Excerpted text -
_ _ _ _
Behind The Scenes
When Shaquina Justice met he attorney hired to handle her husband’s appeal, she had already been fighting for
nearly four years to clear her husband of
criminal charges that resulted in a first-degree assault conviction for his role
in a South Seattle shootout. At trial, her
husband claimed self-defense, but the
jury didn’t buy it. It didn’t take long, after
hiring the attorney to mount an appeal,
for her to realize that was a mistake.
“He wasn’t showing up in court,”
she recently said of her experience. “I
paid him $11,000 and he did next to
nothing. I couldn’t even reach him on
Two years later, Justice finally got
a bit of good news in the form of a
$10,500 check from the Washington
State Bar Association's (WSBA) Client
Protection Fund (CPF). Hers was the
largest award among the nine former
clients of this attorney who applied for
relief from the Fund.
“I really appreciate the fund,” Justice
said. “I’m not sure how I could recover
the money lost any other way.”
Her difficult experience with that
attorney wasn’t unique. In all, the
CPF awarded $31,019 to seven of the
attorney’s former clients.
The attorney resigned in lieu of
discipline, which means he can never
apply for readmission to practice law
in Washington. “The one thing that
bothered me was that he might be able
to go and practice somewhere else, in
another state,” Justice said.
Until recently, the CPF was known as
the Lawyers’ Fund for Client Protection
(LFCP). The name change occurred
in 2017 in response to the inclusion of
Limited Practice Officers (LPOs) and
Limited License Legal Technicians
(LLLTs) as members of the Bar.
Established by the Washington Supreme
Court in 1994, the LFCP Board replaced
the WSBA Indemnity Fund, which had
been in place since 1960. The state
Supreme Court approved the change at
the request of WSBA with the adoption
of Rule 15 of the Admission and Practice
Rules. Lawyers and LLLTs contribute to
the Fund with an annually assessed fee in
addition to their license fee. Currently, the
annual assessment is $30.
So why should Bar members be
required to contribute to the CPF?
Unlike doctors, accountants, or
architects, legal practitioners are members
of a uniquely self-regulating profession.
The Washington Supreme Court regulates
the legal professions in Washington, and
WSBA, through authority delegated to
it by the Court, administers admission,
licensing, and discipline.
_ _ _ _
Data shown -
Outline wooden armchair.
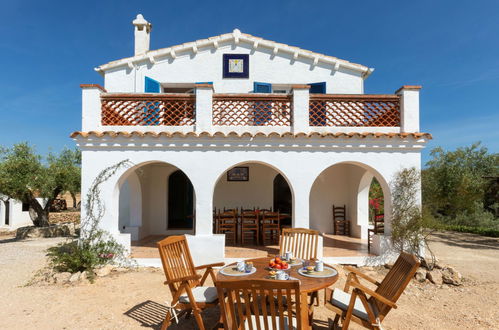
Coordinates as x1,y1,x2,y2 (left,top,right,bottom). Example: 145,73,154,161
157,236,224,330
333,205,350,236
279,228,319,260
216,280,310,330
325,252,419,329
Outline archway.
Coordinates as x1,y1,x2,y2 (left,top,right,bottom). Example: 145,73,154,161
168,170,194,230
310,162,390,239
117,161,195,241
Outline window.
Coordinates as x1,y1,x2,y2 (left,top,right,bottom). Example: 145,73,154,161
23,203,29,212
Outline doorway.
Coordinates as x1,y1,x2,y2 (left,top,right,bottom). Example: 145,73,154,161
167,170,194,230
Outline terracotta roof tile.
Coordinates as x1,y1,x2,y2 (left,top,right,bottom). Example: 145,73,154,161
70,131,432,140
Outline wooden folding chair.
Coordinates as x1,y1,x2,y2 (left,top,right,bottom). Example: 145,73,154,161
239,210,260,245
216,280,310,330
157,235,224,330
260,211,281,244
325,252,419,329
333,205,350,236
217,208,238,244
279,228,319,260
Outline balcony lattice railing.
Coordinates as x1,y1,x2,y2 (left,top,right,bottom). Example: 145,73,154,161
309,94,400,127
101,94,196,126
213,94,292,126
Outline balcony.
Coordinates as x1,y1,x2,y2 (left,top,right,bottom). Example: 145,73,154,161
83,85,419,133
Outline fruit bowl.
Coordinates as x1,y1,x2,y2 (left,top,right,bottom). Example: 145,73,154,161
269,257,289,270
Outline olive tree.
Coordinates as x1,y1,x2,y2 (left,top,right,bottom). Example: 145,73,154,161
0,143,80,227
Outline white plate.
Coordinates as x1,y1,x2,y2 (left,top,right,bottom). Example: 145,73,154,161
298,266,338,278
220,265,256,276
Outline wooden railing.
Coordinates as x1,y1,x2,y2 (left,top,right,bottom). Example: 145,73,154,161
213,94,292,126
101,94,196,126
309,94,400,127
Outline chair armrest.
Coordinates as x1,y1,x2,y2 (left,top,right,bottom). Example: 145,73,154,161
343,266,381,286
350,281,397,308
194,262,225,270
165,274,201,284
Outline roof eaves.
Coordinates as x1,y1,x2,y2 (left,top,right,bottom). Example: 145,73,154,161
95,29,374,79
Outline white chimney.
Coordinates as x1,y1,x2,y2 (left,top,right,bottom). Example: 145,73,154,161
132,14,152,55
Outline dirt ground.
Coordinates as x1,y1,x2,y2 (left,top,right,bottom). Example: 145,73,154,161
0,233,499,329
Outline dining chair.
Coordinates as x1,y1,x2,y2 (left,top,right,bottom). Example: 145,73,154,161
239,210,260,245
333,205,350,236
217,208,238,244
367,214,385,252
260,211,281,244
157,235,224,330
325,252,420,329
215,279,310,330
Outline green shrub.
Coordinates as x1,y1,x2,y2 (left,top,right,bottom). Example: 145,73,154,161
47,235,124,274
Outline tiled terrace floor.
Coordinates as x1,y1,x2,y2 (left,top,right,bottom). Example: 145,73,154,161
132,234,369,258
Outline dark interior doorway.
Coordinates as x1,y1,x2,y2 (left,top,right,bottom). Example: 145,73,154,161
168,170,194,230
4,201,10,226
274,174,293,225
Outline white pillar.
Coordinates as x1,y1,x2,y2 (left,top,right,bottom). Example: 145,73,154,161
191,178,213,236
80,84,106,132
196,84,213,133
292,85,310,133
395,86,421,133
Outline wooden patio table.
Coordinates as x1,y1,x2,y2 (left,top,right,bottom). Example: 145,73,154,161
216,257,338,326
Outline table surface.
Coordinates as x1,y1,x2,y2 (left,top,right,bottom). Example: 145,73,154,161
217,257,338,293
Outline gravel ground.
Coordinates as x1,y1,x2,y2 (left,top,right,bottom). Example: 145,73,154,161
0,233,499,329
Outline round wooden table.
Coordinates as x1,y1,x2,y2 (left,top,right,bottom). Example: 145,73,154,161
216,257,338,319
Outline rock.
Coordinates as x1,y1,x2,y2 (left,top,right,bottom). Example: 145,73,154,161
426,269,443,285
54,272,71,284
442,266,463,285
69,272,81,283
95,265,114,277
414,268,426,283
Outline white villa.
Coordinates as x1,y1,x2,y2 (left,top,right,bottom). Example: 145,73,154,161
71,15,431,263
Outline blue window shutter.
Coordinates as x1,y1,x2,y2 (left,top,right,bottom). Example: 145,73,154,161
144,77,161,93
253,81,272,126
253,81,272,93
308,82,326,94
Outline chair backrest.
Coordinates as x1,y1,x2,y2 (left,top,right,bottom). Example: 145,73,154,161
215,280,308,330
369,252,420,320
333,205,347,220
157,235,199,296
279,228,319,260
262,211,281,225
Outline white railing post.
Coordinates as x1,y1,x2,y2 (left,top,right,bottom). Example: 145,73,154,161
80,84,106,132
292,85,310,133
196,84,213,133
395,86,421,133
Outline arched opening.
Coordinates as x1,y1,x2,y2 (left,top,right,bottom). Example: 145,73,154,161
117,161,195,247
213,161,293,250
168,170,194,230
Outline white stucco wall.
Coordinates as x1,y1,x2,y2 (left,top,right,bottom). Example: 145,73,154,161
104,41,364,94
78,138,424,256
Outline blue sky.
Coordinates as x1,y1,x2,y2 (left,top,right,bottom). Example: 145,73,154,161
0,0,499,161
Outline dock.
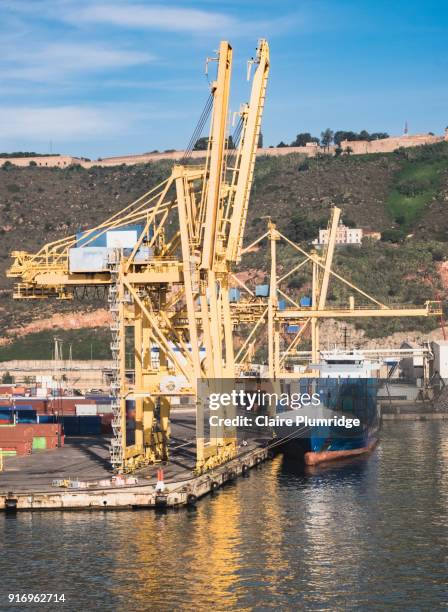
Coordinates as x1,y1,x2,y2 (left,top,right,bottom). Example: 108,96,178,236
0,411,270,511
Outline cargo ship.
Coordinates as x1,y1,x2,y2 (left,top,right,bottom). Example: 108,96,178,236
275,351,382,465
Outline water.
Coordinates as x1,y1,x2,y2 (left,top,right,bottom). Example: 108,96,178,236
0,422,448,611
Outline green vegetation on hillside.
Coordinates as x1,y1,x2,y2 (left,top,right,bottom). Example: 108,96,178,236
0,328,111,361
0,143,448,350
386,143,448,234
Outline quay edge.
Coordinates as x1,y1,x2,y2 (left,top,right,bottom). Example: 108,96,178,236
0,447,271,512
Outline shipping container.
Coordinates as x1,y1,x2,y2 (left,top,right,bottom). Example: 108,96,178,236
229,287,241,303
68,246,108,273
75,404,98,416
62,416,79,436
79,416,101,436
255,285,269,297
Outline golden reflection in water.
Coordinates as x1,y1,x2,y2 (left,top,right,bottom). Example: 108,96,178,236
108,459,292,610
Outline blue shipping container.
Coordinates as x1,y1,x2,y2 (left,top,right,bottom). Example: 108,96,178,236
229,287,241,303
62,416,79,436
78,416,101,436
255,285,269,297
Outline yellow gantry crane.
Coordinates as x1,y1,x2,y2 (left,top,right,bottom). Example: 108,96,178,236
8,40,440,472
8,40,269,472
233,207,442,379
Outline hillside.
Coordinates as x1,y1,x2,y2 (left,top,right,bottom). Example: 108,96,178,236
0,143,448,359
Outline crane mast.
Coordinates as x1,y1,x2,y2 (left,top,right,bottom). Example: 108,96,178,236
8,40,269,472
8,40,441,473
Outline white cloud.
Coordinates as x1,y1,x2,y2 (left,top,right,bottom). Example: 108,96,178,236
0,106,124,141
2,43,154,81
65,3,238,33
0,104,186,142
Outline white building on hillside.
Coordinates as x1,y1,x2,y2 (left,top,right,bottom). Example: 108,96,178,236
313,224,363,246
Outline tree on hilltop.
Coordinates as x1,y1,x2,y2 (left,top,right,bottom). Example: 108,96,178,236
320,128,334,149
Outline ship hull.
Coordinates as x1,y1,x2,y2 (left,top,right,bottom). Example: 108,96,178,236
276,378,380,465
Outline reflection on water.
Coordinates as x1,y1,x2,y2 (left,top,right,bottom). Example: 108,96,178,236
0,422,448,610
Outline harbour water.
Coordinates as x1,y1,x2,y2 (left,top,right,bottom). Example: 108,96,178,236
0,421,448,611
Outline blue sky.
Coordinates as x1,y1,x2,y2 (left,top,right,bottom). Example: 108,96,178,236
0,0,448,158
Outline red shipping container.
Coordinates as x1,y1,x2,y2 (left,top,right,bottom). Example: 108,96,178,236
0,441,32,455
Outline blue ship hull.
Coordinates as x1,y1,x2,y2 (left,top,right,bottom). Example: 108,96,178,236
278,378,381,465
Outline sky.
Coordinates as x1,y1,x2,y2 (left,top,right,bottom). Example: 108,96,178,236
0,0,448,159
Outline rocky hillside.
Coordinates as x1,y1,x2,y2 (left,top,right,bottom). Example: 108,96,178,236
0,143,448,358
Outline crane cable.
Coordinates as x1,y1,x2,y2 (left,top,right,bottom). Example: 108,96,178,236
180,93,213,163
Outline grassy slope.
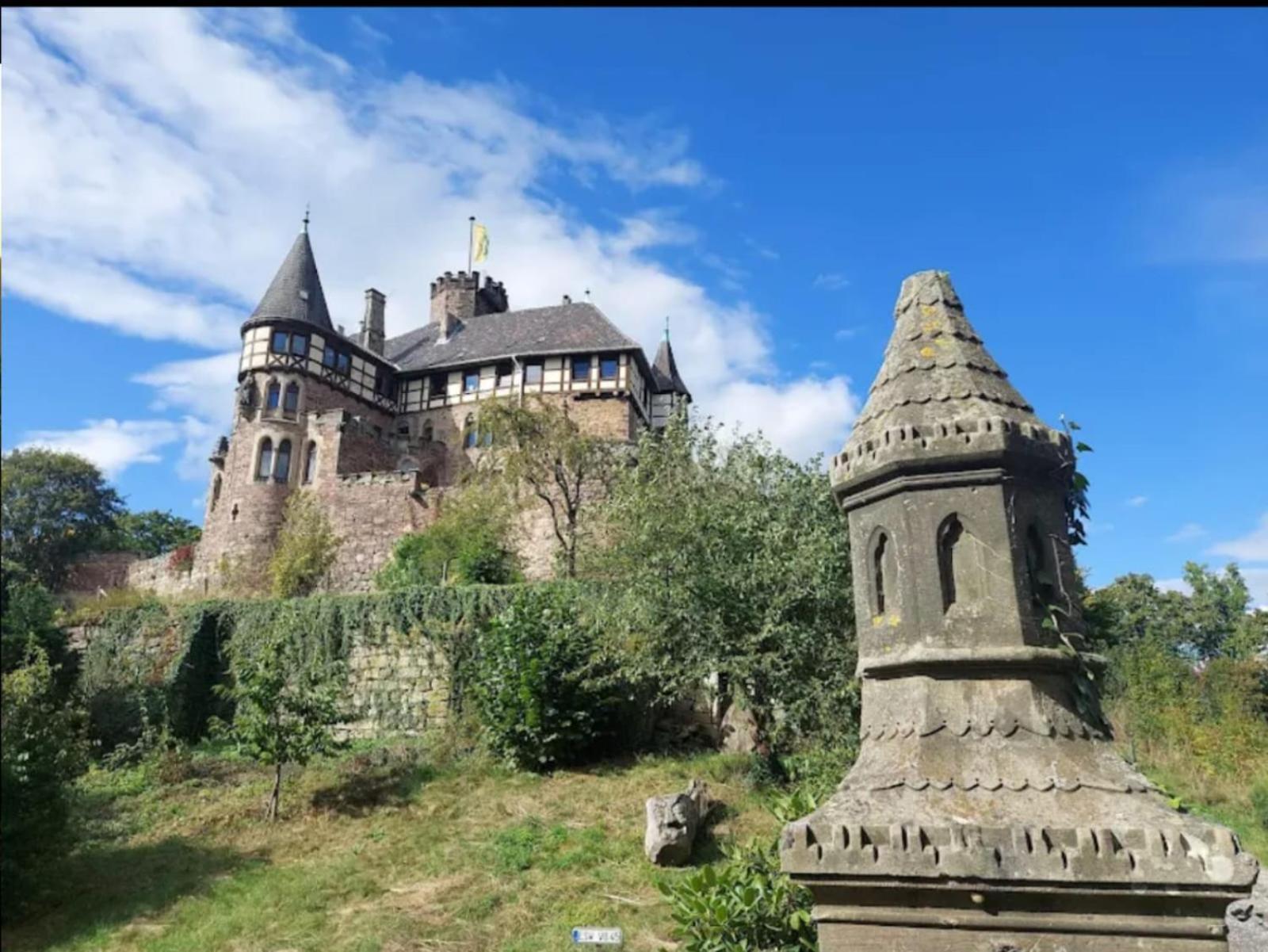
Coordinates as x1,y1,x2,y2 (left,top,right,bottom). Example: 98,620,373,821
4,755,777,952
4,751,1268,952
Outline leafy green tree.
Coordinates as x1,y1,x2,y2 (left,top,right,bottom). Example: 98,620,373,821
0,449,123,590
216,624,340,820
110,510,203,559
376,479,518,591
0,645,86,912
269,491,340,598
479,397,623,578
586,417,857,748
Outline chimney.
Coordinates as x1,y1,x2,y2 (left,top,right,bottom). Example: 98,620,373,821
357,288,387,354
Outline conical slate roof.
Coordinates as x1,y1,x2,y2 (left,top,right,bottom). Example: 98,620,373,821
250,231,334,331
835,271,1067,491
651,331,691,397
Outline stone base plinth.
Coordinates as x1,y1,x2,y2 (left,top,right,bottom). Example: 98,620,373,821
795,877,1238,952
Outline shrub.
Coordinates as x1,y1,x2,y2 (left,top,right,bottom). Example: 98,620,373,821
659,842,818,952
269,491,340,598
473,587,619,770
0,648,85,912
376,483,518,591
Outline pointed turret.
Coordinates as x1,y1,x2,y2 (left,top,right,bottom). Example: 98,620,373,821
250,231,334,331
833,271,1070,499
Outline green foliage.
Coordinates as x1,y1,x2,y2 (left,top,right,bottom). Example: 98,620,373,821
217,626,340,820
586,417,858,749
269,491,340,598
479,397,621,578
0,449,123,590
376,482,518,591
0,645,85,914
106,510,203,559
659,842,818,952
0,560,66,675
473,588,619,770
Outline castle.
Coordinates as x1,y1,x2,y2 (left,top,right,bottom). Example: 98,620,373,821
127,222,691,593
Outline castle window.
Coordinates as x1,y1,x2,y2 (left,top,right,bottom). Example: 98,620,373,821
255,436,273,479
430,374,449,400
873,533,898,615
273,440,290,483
_ _ _ _
Directives -
a: Answer these from the article on the Client Protection Fund:
(i) How much did Shaquina Justice pay the attorney?
(ii) In what year was the fund's name changed?
(iii) What is the current annual assessment?
b: Give as a numbered list the lines of the listing, starting with its first line and going on through the line with "167,170,194,230". Leave out blank lines and pictures.
The article and the listing have no connection to each other.

Answers for the tasks -
a:
(i) $11,000
(ii) 2017
(iii) $30

b:
1. Outline wooden armchair.
2. Coordinates as x1,y1,x2,y2 (left,top,right,bottom). Example: 145,73,154,161
3. 157,236,224,330
4. 333,205,350,236
5. 279,228,319,260
6. 216,280,310,330
7. 325,252,419,329
8. Outline archway.
9. Coordinates as x1,y1,x2,y2 (left,top,right,bottom). Example: 145,73,154,161
10. 168,170,194,230
11. 310,162,390,239
12. 117,161,195,241
13. Outline window.
14. Coordinates as x1,y1,x2,y2 (left,top,right,bottom). Example: 145,73,154,161
15. 23,203,29,212
16. Outline doorway.
17. Coordinates as x1,y1,x2,y2 (left,top,right,bottom). Example: 145,73,154,161
18. 167,170,194,230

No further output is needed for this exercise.